## Task to complete
Copy every one of the items below word for word.

* start Supplied entries *

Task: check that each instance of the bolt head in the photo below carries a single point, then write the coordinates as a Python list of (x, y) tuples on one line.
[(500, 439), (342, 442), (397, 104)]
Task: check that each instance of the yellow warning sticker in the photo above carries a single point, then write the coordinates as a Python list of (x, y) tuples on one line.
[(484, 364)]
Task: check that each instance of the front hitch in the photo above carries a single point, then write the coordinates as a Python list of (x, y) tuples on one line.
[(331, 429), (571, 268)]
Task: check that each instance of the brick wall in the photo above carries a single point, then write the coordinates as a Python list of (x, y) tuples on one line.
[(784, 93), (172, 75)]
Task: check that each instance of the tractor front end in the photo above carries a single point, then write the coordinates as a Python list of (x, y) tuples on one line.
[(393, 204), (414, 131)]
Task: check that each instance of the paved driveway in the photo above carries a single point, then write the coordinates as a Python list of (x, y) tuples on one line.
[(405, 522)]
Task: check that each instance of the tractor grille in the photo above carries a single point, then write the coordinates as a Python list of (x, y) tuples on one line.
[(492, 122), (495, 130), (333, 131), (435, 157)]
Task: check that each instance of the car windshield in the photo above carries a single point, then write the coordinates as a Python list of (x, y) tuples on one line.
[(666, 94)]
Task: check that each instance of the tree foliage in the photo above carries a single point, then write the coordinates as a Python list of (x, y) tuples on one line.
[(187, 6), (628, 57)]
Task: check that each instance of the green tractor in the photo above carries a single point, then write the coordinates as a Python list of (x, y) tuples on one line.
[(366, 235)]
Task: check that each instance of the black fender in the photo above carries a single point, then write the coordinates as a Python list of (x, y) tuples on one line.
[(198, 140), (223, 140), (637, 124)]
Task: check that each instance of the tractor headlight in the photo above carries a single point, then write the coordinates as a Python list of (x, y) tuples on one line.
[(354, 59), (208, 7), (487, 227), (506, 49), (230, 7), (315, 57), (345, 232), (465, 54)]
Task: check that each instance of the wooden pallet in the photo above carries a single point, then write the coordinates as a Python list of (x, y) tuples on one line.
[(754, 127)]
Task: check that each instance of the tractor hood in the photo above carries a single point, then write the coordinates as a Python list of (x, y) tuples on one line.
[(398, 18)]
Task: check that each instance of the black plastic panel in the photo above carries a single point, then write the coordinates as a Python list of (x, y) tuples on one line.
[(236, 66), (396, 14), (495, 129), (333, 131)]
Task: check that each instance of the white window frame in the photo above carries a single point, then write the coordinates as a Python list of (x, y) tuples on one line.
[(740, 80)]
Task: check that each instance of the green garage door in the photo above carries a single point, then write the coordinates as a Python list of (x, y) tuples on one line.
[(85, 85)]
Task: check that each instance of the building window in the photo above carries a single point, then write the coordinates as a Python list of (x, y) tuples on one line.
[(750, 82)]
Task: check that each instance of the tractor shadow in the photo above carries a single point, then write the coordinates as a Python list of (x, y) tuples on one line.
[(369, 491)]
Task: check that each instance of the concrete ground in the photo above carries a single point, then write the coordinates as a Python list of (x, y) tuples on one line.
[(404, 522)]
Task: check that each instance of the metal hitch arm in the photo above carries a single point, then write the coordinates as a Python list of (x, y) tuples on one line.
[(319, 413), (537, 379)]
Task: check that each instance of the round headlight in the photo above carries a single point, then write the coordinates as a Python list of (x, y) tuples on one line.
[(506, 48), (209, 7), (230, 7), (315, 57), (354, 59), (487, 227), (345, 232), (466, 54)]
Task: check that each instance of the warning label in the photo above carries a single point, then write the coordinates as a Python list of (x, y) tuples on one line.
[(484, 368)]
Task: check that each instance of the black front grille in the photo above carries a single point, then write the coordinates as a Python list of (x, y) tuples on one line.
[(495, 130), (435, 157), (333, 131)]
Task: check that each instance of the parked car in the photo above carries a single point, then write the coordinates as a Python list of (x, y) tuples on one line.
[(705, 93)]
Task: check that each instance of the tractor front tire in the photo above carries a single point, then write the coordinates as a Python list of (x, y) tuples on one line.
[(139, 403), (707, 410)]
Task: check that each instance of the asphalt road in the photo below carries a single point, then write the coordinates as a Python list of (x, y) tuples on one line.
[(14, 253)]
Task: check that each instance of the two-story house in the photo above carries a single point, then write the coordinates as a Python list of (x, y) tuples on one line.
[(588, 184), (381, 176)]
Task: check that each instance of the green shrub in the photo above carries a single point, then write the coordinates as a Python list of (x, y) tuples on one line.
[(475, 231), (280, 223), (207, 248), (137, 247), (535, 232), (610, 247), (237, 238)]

* end Supplied entries *

## Written response
Task: check that each instance of the bolt head in the photo below carries a single point, then write the coordinates as a Python list of (x, y) tuples on one line.
[(500, 439), (342, 442), (397, 104)]
Task: check that each instance of the yellow warning sticker in the photo above carries a single point, then write the coordinates as a Python list of (x, y) tuples on one line.
[(484, 364)]
Task: check that each instance of the front hitch in the photo above carries a single point, then write the coordinates as a Python list of (x, y) tuples on one line.
[(331, 429), (571, 268)]
Task: check that each instance of the brick wall in the photo above carries a single point, then write the coordinates as a Python list of (x, y) tuples on one line.
[(784, 93), (172, 75)]
Task: check that each instance of the tractor front end in the photo above carries a single point, then write the coordinates as a Python list of (x, y) tuples on one line.
[(393, 204), (414, 131)]
Task: check that each instance of the paved driveway in the photo above carries a single point, then write the coordinates as a Python list of (x, y) tuples on one line.
[(405, 522)]
Task: check that each instance of the tractor grille in the photo above carries a single point, then write the coordinates as a Python list of (x, y) tuples on one line.
[(492, 122), (495, 130), (333, 131), (435, 157)]
Task: check that each instance of the car windshield in the photo above carries a single point, then write the coordinates as a Python list of (x, y) tuples on one line.
[(666, 94)]
Task: check that each instance of the tree foliage in the photo above carries a single point, then write the coordinates as a Python list of (x, y) tuples on one line.
[(187, 6), (628, 57)]
Task: check that each instance of the green tractor in the photo above carries a single point, then write the coordinates as a Python list of (x, y) tuples on one line.
[(366, 235)]
Task: check that each instance of the black fender in the photo above carries a single point, then write the coordinates as a Python list of (x, y) tuples on one line.
[(198, 140), (223, 140), (637, 124)]
Task: check that each instance of the tractor headlight in the photo above carries a single point, then write the coordinates as a Python list of (x, y) tuples on one line.
[(354, 59), (208, 7), (487, 227), (506, 49), (230, 7), (315, 57), (345, 232), (465, 54)]
Task: check that each instance of the wooden pallet in the photo above carries a single point, then write the coordinates as a Python list of (x, y) tuples on one line.
[(754, 127)]
Task: check that each instance of the tractor hood in the photo above carries a single point, then write the coordinates as a Python list of (x, y) tuples on one line.
[(398, 18)]
Task: check that each instance of the black plastic panel in the photo above carries a single point, then write the coordinates as a Python list of (x, y) tuples on one line.
[(236, 66), (396, 14), (495, 129), (333, 131)]
Task: check that each instance of the white window frame in the photo above carries a single point, then write the coordinates as a Python list of (x, y) tuples on one line.
[(740, 80)]
Task: check that each instance of the green garage door in the photo above carries a single point, then write the coordinates as a Python list of (x, y) tuples on one line.
[(85, 85)]
Task: check that each instance of the building window in the photo above carries a single point, then write the coordinates as a Python list of (x, y) tuples on one line.
[(750, 82)]
Task: check that each instance of the tractor shadow in the photo above carries a single point, then write the coordinates as a Python list of (x, y) tuples on one line.
[(369, 491)]
Task: check that each instance of the concrete ground in the photo above carries a single point, then write the coordinates as a Python list of (x, y) tuples on one line.
[(404, 522)]
Task: check that each instance of the metal hitch arm in the photo above carries a single point, then write the coordinates as a Python list of (x, y) tuples on one line.
[(319, 413), (537, 379)]
Task: check that each instance of the round headlight in the photo above carries a single point, then write the coordinates as a Python list of (x, y) tuples on one line.
[(506, 48), (209, 7), (230, 7), (315, 57), (354, 59), (487, 227), (345, 232), (466, 54)]
Task: check that each instance of the warning label in the photo above carries a single point, then write the coordinates as a Python list of (x, y) tuples on one line.
[(484, 368)]
Task: check that each instance of the black front grille in the photo above carries a single point, then write the coordinates as a Python list of (x, y) tuples on one line.
[(495, 130), (435, 157), (333, 131)]
Task: check that each instance of the parked car in the photo above carries a single point, then write the coordinates as a Python list of (x, y) tuples on one line.
[(705, 93)]
Task: check that each instance of the tractor front tire in the photo above carries a single point, then write the coordinates as a Python list of (x, y) tuples on one line.
[(139, 403), (707, 410)]
Task: check that each instance of the asphalt road in the photo below carries a single point, then write the coordinates as a Python list of (x, y) tuples on one line.
[(14, 253)]
Task: check that each instance of the two-story house in the photo above carries a single point, then write the coordinates as a Python list of (x, y) tuples on one line.
[(588, 184), (381, 176)]
Task: check that each instance of the green shrub in the photo above carries a single point, then write the coordinates as a Python list of (x, y) tuples on one line.
[(475, 231), (280, 223), (207, 248), (137, 247), (535, 232), (610, 247), (237, 238)]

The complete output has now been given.